Written task → Put the entries from the line with "Target: driver's helmet" through the line with "xmin=187 ymin=84 xmax=304 ymax=122" (both included) into a two-column CSV with the headers entry_text and answer. Give one row per entry, with each value in a single quoted field and line breaks changed to spaces.

Exercise input →
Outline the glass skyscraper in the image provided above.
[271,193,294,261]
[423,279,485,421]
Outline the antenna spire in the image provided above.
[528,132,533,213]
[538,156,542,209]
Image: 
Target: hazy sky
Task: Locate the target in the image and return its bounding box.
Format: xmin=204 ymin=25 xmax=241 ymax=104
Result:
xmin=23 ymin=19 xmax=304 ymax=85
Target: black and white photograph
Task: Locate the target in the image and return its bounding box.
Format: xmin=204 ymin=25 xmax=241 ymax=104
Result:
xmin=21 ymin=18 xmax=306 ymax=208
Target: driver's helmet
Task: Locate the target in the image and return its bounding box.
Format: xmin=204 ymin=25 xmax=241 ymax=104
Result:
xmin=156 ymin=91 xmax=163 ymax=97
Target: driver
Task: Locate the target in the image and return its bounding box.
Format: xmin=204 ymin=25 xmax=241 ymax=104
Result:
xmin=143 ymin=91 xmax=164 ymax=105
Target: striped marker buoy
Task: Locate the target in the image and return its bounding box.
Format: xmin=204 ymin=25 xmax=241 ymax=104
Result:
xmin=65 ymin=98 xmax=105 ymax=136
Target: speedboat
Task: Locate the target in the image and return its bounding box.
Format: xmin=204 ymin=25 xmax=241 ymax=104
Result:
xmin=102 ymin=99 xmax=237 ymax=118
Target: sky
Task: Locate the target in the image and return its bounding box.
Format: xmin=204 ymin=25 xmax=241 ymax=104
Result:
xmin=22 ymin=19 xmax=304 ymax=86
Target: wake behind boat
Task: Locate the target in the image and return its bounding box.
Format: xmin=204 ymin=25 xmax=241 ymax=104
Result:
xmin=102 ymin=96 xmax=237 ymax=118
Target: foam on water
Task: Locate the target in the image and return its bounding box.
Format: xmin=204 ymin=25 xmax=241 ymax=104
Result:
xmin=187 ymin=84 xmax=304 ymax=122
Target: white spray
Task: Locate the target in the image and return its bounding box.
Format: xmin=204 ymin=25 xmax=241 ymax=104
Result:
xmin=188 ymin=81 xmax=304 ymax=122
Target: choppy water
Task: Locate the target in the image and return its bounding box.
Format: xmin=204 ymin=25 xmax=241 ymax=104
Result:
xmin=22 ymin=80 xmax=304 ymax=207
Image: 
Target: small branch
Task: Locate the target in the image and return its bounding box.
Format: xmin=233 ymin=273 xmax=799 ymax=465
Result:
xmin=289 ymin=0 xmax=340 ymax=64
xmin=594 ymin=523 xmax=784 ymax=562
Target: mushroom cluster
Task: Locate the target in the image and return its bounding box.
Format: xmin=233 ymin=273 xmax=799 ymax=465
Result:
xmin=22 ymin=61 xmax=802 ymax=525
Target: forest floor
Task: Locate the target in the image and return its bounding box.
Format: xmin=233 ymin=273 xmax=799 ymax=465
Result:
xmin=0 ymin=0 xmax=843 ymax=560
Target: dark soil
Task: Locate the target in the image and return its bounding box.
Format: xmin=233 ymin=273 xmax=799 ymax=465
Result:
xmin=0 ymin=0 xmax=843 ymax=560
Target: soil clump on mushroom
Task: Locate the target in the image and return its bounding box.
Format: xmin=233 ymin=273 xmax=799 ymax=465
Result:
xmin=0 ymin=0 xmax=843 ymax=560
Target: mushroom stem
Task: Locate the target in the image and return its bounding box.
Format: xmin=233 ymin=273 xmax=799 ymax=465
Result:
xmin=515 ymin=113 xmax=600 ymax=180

The response →
entry_text,answer
"Target: driver's helmet Task: Locate the target in the image and return its bounding box. Format: xmin=204 ymin=25 xmax=241 ymax=104 Result:","xmin=156 ymin=91 xmax=163 ymax=97"
"Target: driver Task: Locate the target in the image and return its bounding box. Format: xmin=204 ymin=25 xmax=241 ymax=104 Result:","xmin=143 ymin=91 xmax=164 ymax=105"
"Target: striped marker buoy Task: Locate the target in the image and return its bounding box. Format: xmin=204 ymin=25 xmax=241 ymax=104 Result:","xmin=65 ymin=98 xmax=105 ymax=136"
"Target: speedboat Task: Locate the target in the image and return its bounding box. Format: xmin=204 ymin=25 xmax=241 ymax=104 Result:","xmin=102 ymin=99 xmax=237 ymax=118"
"Target: sky Task: Locate the target in the image and return its bounding box. Format: xmin=204 ymin=25 xmax=241 ymax=104 Result:","xmin=22 ymin=19 xmax=304 ymax=86"
"Target: wake behind boat Task: Locate the target in the image and return its bounding box. Format: xmin=204 ymin=25 xmax=241 ymax=104 Result:","xmin=102 ymin=96 xmax=237 ymax=118"
"Target: foam on water Task: Locate the target in the image and return its bounding box. Format: xmin=204 ymin=25 xmax=241 ymax=104 Result:","xmin=187 ymin=84 xmax=304 ymax=122"